*** DATA TO PROCESS Section Begins ***

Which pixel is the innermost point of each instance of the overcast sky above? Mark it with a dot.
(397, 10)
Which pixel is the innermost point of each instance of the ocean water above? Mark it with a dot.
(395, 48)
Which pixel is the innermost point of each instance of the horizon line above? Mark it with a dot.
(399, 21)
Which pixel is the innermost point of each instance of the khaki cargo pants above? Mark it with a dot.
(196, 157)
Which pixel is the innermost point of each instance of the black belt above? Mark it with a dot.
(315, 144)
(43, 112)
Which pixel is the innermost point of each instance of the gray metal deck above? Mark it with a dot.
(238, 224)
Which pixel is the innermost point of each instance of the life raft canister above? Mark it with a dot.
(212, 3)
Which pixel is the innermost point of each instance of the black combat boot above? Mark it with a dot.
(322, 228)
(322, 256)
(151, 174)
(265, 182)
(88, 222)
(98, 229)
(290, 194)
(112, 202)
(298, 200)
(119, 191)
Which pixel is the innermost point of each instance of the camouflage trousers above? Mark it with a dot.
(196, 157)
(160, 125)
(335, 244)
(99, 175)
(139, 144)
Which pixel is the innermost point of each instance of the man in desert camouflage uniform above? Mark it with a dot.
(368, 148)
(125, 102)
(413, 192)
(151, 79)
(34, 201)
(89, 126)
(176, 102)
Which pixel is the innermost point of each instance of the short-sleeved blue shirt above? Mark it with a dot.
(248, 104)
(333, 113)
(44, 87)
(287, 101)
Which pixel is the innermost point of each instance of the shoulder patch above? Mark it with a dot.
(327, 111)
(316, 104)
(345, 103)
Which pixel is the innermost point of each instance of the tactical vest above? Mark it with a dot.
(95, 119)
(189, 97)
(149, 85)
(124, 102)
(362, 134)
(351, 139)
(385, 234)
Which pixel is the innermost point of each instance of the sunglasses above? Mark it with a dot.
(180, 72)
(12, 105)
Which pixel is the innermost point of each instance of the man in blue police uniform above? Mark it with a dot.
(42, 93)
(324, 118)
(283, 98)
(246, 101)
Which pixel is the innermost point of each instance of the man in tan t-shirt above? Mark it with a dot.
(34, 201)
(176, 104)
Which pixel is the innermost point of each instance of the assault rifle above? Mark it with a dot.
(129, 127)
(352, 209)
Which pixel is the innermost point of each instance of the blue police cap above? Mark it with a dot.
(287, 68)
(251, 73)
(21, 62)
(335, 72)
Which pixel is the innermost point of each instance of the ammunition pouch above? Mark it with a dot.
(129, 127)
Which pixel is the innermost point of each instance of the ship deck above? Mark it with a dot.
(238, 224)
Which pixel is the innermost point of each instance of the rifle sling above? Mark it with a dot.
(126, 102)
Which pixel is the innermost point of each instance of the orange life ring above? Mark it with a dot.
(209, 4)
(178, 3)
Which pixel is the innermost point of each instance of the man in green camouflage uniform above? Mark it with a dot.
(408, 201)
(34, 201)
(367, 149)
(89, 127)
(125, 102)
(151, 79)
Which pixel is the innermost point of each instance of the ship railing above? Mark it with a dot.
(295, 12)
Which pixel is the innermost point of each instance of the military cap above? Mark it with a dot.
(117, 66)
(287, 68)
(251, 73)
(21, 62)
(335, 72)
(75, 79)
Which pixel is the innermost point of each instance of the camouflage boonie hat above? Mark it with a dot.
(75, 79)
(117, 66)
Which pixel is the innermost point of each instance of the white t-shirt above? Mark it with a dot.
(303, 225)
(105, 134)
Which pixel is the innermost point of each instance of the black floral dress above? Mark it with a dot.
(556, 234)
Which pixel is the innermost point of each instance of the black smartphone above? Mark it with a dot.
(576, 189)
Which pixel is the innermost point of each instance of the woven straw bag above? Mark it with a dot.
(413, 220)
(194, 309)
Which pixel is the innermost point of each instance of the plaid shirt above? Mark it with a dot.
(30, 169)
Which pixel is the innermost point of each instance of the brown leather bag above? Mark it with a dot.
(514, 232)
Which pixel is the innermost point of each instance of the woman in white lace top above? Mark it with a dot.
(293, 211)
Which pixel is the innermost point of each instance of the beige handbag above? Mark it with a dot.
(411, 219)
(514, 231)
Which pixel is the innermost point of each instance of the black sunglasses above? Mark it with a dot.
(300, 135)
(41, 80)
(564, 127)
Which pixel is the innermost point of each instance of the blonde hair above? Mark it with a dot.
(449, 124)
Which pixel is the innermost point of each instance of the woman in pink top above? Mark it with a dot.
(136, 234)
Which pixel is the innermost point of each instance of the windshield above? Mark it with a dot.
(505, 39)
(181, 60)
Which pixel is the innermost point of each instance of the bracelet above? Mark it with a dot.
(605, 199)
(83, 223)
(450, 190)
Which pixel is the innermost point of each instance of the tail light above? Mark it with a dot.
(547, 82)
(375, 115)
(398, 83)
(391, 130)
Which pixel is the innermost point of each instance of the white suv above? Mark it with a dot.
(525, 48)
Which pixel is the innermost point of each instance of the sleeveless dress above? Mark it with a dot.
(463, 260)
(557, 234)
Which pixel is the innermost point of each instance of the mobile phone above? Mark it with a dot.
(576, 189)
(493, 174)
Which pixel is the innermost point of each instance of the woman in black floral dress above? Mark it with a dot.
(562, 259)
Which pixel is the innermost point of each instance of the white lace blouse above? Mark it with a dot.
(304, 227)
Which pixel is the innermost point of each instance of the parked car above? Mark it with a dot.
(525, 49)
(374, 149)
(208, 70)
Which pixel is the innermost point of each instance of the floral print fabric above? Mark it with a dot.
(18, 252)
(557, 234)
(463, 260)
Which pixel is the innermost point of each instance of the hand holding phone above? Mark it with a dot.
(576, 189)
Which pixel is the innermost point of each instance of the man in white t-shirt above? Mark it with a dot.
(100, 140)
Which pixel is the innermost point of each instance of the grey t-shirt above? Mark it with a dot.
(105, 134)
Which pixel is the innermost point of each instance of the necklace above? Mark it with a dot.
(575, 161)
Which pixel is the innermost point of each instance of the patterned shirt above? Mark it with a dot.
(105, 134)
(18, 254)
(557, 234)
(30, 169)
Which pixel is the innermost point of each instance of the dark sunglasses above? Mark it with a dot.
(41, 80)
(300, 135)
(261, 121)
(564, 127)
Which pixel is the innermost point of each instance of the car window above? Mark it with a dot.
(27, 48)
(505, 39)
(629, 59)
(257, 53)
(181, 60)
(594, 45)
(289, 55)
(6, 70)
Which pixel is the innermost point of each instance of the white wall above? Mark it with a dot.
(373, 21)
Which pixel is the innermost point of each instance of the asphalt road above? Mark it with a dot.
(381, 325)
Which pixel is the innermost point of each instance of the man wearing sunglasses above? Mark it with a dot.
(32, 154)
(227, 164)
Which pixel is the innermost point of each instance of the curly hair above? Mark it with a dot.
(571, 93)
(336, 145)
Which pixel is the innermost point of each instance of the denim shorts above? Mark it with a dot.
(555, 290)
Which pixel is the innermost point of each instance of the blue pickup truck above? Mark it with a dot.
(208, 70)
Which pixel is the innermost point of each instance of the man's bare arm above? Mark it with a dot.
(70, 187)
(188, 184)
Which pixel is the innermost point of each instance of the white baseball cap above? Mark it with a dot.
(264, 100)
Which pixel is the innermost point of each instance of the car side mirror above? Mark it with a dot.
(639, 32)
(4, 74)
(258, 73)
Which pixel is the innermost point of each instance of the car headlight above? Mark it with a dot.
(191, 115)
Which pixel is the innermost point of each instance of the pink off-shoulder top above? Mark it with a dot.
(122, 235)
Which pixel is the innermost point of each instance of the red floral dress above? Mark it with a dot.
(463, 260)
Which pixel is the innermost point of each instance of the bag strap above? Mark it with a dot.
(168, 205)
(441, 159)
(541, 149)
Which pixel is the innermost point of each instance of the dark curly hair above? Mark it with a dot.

*** DATA TO PROCESS Section Ends ***

WORK TASK
Reproduce every entry above exactly as it was written.

RESULT
Which pixel is the innermost point of each instance of the overcast sky above? Mark it with a dot.
(397, 10)
Which pixel is the innermost point of each instance of the ocean water above? Mark it with a dot.
(395, 48)
Which pixel is the innermost point of each instance of the horizon line above? Mark it with a dot.
(399, 21)
Which pixel is the innermost point of each instance of the khaki cargo pants above? Mark it with a dot.
(196, 157)
Which pixel is the innermost point of each instance of the black belt above? Mark it with a dot.
(315, 144)
(43, 112)
Which pixel is the innermost point of each instance of the gray metal deck above? Mark it with a dot.
(238, 224)
Which pixel is the innermost point of each instance of the life raft canister above? Mark it with a dot.
(212, 3)
Which pixel is the innermost point of each instance of the black combat boot above? Mark it with a dot.
(322, 228)
(322, 256)
(151, 174)
(265, 182)
(88, 222)
(98, 229)
(290, 194)
(112, 202)
(298, 200)
(119, 191)
Which pixel is the innermost point of each instance of the camouflage trousers above? Mark it with a dot.
(196, 157)
(160, 125)
(335, 244)
(99, 175)
(139, 144)
Which pixel is the innermost point of each instance of the man in desert camouflage uniform above? Mark it with a dot.
(368, 148)
(125, 102)
(413, 192)
(151, 79)
(34, 201)
(89, 126)
(176, 102)
Which pixel is the innermost point of each instance of the short-sleeved blue shirt above? Mark it with a dot.
(248, 104)
(333, 113)
(44, 87)
(287, 101)
Which pixel is the innermost point of each instance of the shoulder patch above? Mark it with a dot.
(327, 111)
(316, 104)
(345, 103)
Which pixel is the innermost point of each instance of the tactical vest above? Mark it with a dot.
(95, 119)
(189, 97)
(149, 85)
(124, 102)
(362, 134)
(351, 139)
(385, 234)
Which pixel is the innermost point of each instance of the sunglasses above? Mark it with a dot.
(180, 72)
(12, 105)
Which pixel is the innermost point of each instance of the man in blue police uniform above? Mark it with a dot.
(42, 93)
(324, 118)
(283, 98)
(246, 101)
Which pixel is the innermost point of each instance of the man in tan t-shirt above? Mark it with a dot.
(34, 201)
(176, 104)
Which pixel is the innermost point of each instance of the assault rifle above? Mark it with a dot.
(129, 127)
(352, 209)
Which pixel is the innermost point of each instance of the blue police cap above? Mark it with a dot.
(287, 68)
(251, 73)
(21, 62)
(335, 72)
Which pixel is the innermost point of each instance of the ammunition pouch above? Mark it with a dot.
(129, 127)
Which pixel is the innermost point of each instance of the ship deck above? Mark it with a dot.
(238, 224)
Which pixel is the innermost point of each instance of the rifle sling above? Mark it with a dot.
(126, 102)
Which pixel is the innermost point of each instance of the orange life ring above? Mark it with a dot.
(209, 4)
(178, 3)
Which pixel is the innermost point of each instance of the man in green camouflage uniform above? Mark it with a dot.
(408, 201)
(34, 201)
(367, 149)
(89, 127)
(125, 102)
(151, 79)
Which pixel is the innermost point of each instance of the ship railing above? Mark it with a dot.
(295, 12)
Which pixel is the innermost point of each instance of the military cap above? Mark it with a dot.
(117, 66)
(287, 68)
(251, 73)
(21, 62)
(335, 72)
(75, 79)
Which pixel is the innermost point of each instance of the camouflage boonie hat above? Mark it with a dot.
(75, 79)
(117, 66)
Which pixel is the innermost point of each instance of the white t-shirt above? Mark it with a dot.
(303, 225)
(105, 134)
Which pixel is the innermost point of each instance of the black floral dress above? Mark it with a dot.
(556, 234)
Which pixel is the innermost point of each instance of the black smartphone above? Mark it with a dot.
(576, 189)
Which pixel is the innermost point of each instance of the woven straw bag above? Mark it with a dot.
(413, 220)
(194, 309)
Which pixel is the innermost point of each instance of the plaid shirt above? Mark it with a dot.
(30, 169)
Which pixel is the innermost point of each instance of the brown leather bag above? Mark it with a dot.
(514, 232)
Which pixel is the innermost point of each instance of the woman in white lace top above? Mark it with a dot.
(293, 211)
Which pixel is the innermost point of each instance of the beige handbag above? Mark it with a dot.
(411, 219)
(514, 231)
Which pixel is the innermost point of each instance of the black sunglasses above? Mark it with a dot.
(300, 135)
(41, 80)
(564, 127)
Which pixel is the innermost point of each instance of the blonde hair above? Mark it with a dot.
(449, 124)
Which pixel is the innermost point of each instance of the woman in pink top above? Mark it with a dot.
(136, 234)
Which pixel is the innermost point of each instance of the windshield above? Mark it with a dot.
(505, 39)
(181, 60)
Which pixel is the innermost point of each instance of the bracelet above? Mark it with a dot.
(605, 199)
(83, 223)
(450, 190)
Which pixel is the innermost point of each instance of the tail light above? Mark it with a dot.
(547, 82)
(375, 115)
(398, 83)
(391, 130)
Which pixel is the innermost point of each instance of the white suv above? Mark it with a dot.
(525, 48)
Which pixel is the innermost point of each instance of the sleeveless dress above? Mark it with a dot.
(463, 260)
(557, 234)
Which pixel is the innermost point of each instance of the mobile phone above? Mark it with a dot.
(576, 189)
(493, 174)
Which pixel is the innermost point of each instance of the woman in black floral dress above? Mark it with a dot.
(562, 259)
Which pixel is the innermost point of each instance of the white lace blouse above? Mark it with a dot.
(304, 227)
Which pixel is the innermost point of each instance of the parked car above? Mark it with a dot.
(525, 49)
(374, 149)
(208, 70)
Which pixel is the innermost point of each instance of the floral print fabric above? Mark it with a dot.
(18, 252)
(557, 234)
(463, 260)
Which pixel is the innermost point of each instance of the hand holding phone above? Mark it with a dot.
(576, 189)
Which pixel is the innermost point of each instance of the man in white t-shirt above? Mark it with a dot.
(100, 140)
Which pixel is the innermost point of each instance of the grey t-shirt above? Mark it with a dot.
(105, 134)
Which pixel is the innermost point of each instance of the necklace above? Mark it with a dot.
(575, 161)
Which pixel is the innermost point of each instance of the patterned shirt above? Mark it with a dot.
(105, 134)
(18, 254)
(557, 234)
(30, 169)
Which pixel is the innermost point of each instance of the dark sunglasses above? Mark it with a dot.
(41, 80)
(300, 135)
(261, 121)
(564, 127)
Which pixel is the innermost point of each instance of the car window above? Mark it with a dot.
(27, 48)
(505, 39)
(629, 59)
(257, 53)
(181, 60)
(594, 45)
(289, 55)
(6, 70)
Which pixel is the innermost point of each instance of the white wall above? Mark it with a dot.
(373, 21)
Which pixel is the innermost point of each instance of the asphalt road above? Mark it with a dot.
(381, 325)
Which pixel is the innermost point of each instance of the man wearing sunglasses above? Mark it with a dot.
(32, 154)
(227, 164)
Which pixel is the innermost point of each instance of the curly hair above? Mark it with a dot.
(571, 93)
(336, 145)
Which pixel is the innermost point of each instance of the denim shorts above? Mark it with a dot.
(555, 290)
Which pixel is the innermost point of each instance of the blue pickup truck above? Mark it with a dot.
(208, 70)
Which pixel is the innermost point of each instance of the man's bare arm above? Mark it with a dot.
(70, 187)
(188, 184)
Which pixel is the innermost point of each instance of the white baseball cap above? Mark it with a dot.
(264, 100)
Which pixel is the innermost point of each instance of the car side mirror above? Mark it with a dot.
(639, 32)
(4, 74)
(258, 73)
Which pixel is the innermost point of each instance of the car headlight above? Mark it with a dot.
(191, 115)
Which pixel is the innermost point of each instance of the pink off-shoulder top above? Mark it with a dot.
(122, 235)
Which pixel is the innermost point of each instance of the red floral dress above? Mark it with a dot.
(463, 260)
Which pixel is the innermost point of each instance of the bag strap above? Mark it with a dot.
(168, 205)
(441, 159)
(541, 149)
Which pixel is the innermost point of each instance of the dark curly hair above? Mark it with a dot.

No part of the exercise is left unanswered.